● TEXTAUSZUG
Hat sich das Schulverwaltungsamt verschätzt?

In einer Unterschriftensammlung, an der sich 115 Eltern beteiligten, fordern sie Abhilfe. Eine neue und angekündigte Zählung könnte realistische Zahlen bringen. Warum aber hat sich das Schulverwaltungsamt bei seiner Schulbusplanung im Frühjahr derart verschätzt? Hätte man die Zahl der benötigten Plätze nicht erahnen können? Schließlich wächst Ettersburg seit Jahren und immer mehr junge Familien kommen dazu.

Die Geschäftsführerin der PVG, Ines Riemann, hat zwei Erklärungen für den gestiegenen Bedarf. "Zum einen sind etliche ukrainische Kinder hinzu gekommen, mit denen im Frühjahr noch keiner gerechnet hat. Und dann sind viele Gastschulanträge bewilligt worden, die man sicherlich nicht alle im Blick haben konnte." Die Sorgen der Eltern versteht Riemann nur allzu gut. Sie selbst hat Kinder durchs Schulbus-Alter bringen müssen.

Schüler nach dem Unterricht auf dem Weg zum Schulbus
Wer als erstes einsteigt, bekommt einen Sitzplatz, alle anderen haben das Nachsehen (Symbolbild). Bildrechte: imago images/Eibner

Frühbus soll Situation entspannen

Riemann ist um Lösungen bemüht. "Wir haben Mann und Maus auf der Straße. Aber Schulbusse fahren nun einmal - alle zur gleichen Zeit. Wir können uns weder Fahrer noch Busse zaubern. Neuanschaffungen für eine Stoßzeit am Tag sind nicht zu stemmen." Riemann hat unterschiedliche Schul-Anfangszeiten ins Gespräch gebracht, doch das schien unmöglich. Nun steht eine neue Idee im Raum. Um das Geschehen etwas zu entzerren, könnte sie sich einen Frühhortbus vorstellen. "Ein Fahrzeug, welches bereits 6:30 Uhr seine Runde dreht und die ersten Kinder zeitig in die Schule bringt, würde die Situation entspannen."

Ein Vorschlag, der aktuell beim Schulverwaltungsamt liegt und dort entschieden werden muss. Doch bis es soweit ist, werden die Eltern der Ettersburger Kinder wohl weiter selbst mit dem Auto in die Schule fahren und Taxi spielen. Moritz jedenfalls steigt nur noch notfalls in den überfüllten Bus ein.

● ERFASSTE DATEN
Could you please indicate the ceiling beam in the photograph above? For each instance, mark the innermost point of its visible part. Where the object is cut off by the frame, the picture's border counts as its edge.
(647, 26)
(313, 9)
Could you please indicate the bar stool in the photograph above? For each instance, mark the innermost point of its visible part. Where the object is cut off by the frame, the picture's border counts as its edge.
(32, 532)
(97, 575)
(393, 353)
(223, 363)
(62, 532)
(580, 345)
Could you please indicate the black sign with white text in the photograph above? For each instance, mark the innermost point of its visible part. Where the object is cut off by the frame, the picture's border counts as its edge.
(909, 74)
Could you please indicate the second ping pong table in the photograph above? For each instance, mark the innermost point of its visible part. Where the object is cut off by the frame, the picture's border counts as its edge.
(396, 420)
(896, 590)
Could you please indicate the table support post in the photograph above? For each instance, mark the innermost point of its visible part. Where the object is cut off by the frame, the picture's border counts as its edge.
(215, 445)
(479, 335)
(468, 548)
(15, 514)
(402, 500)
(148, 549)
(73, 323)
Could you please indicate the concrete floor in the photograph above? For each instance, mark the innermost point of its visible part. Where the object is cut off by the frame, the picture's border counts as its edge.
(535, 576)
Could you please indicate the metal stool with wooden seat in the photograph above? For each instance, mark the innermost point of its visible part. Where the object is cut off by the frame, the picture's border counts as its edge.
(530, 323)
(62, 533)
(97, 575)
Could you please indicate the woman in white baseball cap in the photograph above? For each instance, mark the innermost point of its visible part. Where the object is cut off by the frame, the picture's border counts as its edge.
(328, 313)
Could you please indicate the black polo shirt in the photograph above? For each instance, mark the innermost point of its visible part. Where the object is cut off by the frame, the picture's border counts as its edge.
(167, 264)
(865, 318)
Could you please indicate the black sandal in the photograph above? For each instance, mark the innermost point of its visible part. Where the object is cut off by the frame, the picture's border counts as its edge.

● AUFGABEN
1. Gib den Abschnitt aus dem Text über die Schulbusse in Ettersburg, beginnend bei "In einer Unterschriftensammlung, an" und endend bei "Familien kommen dazu.", noch einmal wieder und tausche dabei "Unterschriftensammlung" gegen "Petition" aus.
2. Um wie viel Uhr soll der vorgeschlagene Frühhortbus laut dem Text über die Schulbusse in Ettersburg seine Runde drehen?
3. Schreibe den Text über die Schulbusse in Ettersburg im Anschluss an seinen letzten Satz weiter.
Die Zeilen sind eigenständiges Material und gehören nicht zum Text über die Schulbusse in Ettersburg.

● LÖSUNGEN
1.
In einer Petition, an der sich 115 Eltern beteiligten, fordern sie Abhilfe. Eine neue und angekündigte Zählung könnte realistische Zahlen bringen. Warum aber hat sich das Schulverwaltungsamt bei seiner Schulbusplanung im Frühjahr derart verschätzt? Hätte man die Zahl der benötigten Plätze nicht erahnen können? Schließlich wächst Ettersburg seit Jahren und immer mehr junge Familien kommen dazu.

2. Bereits um 6:30 Uhr.

3.
MDR (ask)

Dieses Thema im Programm: MDR THÜRINGEN - Das Radio | Fazit vom Tag | 31. Oktober 2022 | 18:05 Uhr

17 Kommentare

O.B. am 01.11.2022

Harka2,
"Wir haben Mann und Maus auf der Straße. Aber Schulbusse fahren nun einmal - alle zur gleichen Zeit. Wir können uns weder Fahrer noch Busse zaubern. Neuanschaffungen für eine Stoßzeit am Tag sind nicht zu stemmen."
So wird es im Text angegeben und nur darauf kann ich schlussfolgern.

Bei dem Rest gebe ich Ihnen vollkommen recht. Weitsicht oder Probleme im voraus erkennen fällt der deutschen Bürokratie sehr schwer. Man reagiert lieber als im vorfällt zu agieren. Das ist leider so und ich vermute selbst jetzt wo das bekannt wird es dieses Jahr keine Lösung mehr geben.

Harka2 am 01.11.2022

@O.B.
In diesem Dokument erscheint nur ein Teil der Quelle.